** Textabschnitt **
◇ ◇ ◇ ◇ ◇

In den ersten Kurzgeschichten nimmt das Buch Kurs auf die immense Tragödie mit zig Millionen Toten, insbesondere Kinder. Was macht es mit der individuellen Trauer? Wie geht eine Gesellschaft mit dieser schieren Menge an Tod um, Stichwort: organisierte Euthanasie und Beerdigungen als Massenbetrieb.

Im Laufe des Buches wird die Seuche unter Kontrolle gebracht und was bleibt, ist die nicht bewältigte Trauerarbeit der Menschen. Aber mit jeder Kurzgeschichte mehr, wirkt das, was da nicht bewältigt wurde, weniger wie ein Artefakt der Seuche und mehr wie ein Artefakt unserer heutigen Gesellschaft, Artefakt einer zunehmenden Distanzierung und Individualisierung. Die Auflösung von „Familie“. Und so hätte man vermutlich ein Drittel der Kurzgeschichten auch ohne das Setting der Seuche schreiben können.

Und mittendrin eingestreut, fallen einige Kurzgeschichten aus dem Rahmen. So erzählt eine Kurzgeschichte was jemand während seines Komas in der Zwischenwelt erlebt. Eine weitere Kurzgeschichte erzählt von der Reise eines „Generations-Raumschiff“ auf der Suche nach einer zweiten Erde.

◇ ◇ ◇ ◇ ◇

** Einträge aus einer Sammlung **
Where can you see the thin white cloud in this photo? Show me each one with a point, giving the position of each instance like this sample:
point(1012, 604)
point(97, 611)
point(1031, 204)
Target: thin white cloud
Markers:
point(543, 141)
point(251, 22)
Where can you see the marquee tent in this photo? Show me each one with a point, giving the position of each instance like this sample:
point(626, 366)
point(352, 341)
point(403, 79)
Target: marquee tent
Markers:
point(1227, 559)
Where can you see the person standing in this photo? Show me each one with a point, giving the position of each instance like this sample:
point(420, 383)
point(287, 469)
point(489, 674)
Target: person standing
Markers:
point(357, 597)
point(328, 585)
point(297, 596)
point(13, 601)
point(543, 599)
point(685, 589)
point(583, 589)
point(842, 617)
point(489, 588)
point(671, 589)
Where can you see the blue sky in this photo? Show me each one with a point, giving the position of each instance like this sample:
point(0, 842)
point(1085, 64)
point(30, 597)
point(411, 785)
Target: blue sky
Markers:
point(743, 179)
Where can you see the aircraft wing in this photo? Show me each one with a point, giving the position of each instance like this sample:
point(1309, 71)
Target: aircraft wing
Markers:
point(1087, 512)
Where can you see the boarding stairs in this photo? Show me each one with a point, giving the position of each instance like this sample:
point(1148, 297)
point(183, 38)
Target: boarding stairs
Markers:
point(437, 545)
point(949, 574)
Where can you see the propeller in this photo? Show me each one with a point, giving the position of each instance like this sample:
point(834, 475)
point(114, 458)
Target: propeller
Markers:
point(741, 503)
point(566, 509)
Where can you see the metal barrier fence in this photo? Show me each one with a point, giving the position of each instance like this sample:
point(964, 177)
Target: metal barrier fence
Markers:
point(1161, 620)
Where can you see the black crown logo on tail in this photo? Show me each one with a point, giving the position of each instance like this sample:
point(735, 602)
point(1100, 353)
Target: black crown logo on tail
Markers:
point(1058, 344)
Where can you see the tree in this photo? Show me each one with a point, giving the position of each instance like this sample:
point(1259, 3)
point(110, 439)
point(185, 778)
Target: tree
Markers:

◇ ◇ ◇ ◇ ◇

** Aufgabe 1 **
Schreiben Sie einen Teil des Textabschnitts wortgetreu ab: Beginnen Sie bei den Worten "In den ersten" und hören Sie nach "Seuche schreiben können." auf.
** Aufgabe 2 **
Fassen Sie den Absatz des Textabschnitts, der mit „Im Laufe des Buches“ beginnt, als kurze Liste zusammen, ohne seine wesentlichen Aussagen zu verlieren.
** Aufgabe 3 **
Prüfen Sie anhand des Textabschnitts, ob die folgenden Aussagen zutreffen: (a) Eine Kurzgeschichte handelt von einer Raumschiffreise auf der Suche nach einer zweiten Erde. (b) Die Seuche wird im Laufe des Buches nicht unter Kontrolle gebracht. (c) Eine Kurzgeschichte schildert, was jemand während eines Komas erlebt. Antworten Sie jeweils mit Ja oder Nein und zitieren Sie die entscheidenden Worte.

** Schriftliche Antwort 1 **
In den ersten Kurzgeschichten nimmt das Buch Kurs auf die immense Tragödie mit zig Millionen Toten, insbesondere Kinder. Was macht es mit der individuellen Trauer? Wie geht eine Gesellschaft mit dieser schieren Menge an Tod um, Stichwort: organisierte Euthanasie und Beerdigungen als Massenbetrieb.

Im Laufe des Buches wird die Seuche unter Kontrolle gebracht und was bleibt, ist die nicht bewältigte Trauerarbeit der Menschen. Aber mit jeder Kurzgeschichte mehr, wirkt das, was da nicht bewältigt wurde, weniger wie ein Artefakt der Seuche und mehr wie ein Artefakt unserer heutigen Gesellschaft, Artefakt einer zunehmenden Distanzierung und Individualisierung. Die Auflösung von „Familie“. Und so hätte man vermutlich ein Drittel der Kurzgeschichten auch ohne das Setting der Seuche schreiben können.

** Schriftliche Antwort 2 **
- Im Verlauf des Buches wird die Seuche unter Kontrolle gebracht; zurück bleibt die nicht bewältigte Trauerarbeit der Menschen.
- Mit jeder weiteren Kurzgeschichte wirkt das Unbewältigte weniger wie ein Artefakt der Seuche und mehr wie ein Artefakt der heutigen Gesellschaft, nämlich einer zunehmenden Distanzierung und Individualisierung.
- Genannt wird auch die Auflösung von „Familie“.
- Etwa ein Drittel der Kurzgeschichten hätte man vermutlich auch ohne das Setting der Seuche schreiben können.

** Schriftliche Antwort 3 **
(a) Ja: „auf der Suche nach einer zweiten Erde“
(b) Nein: „Im Laufe des Buches wird die Seuche unter Kontrolle gebracht“
(c) Ja: „So erzählt eine Kurzgeschichte was jemand während seines Komas in der Zwischenwelt erlebt.“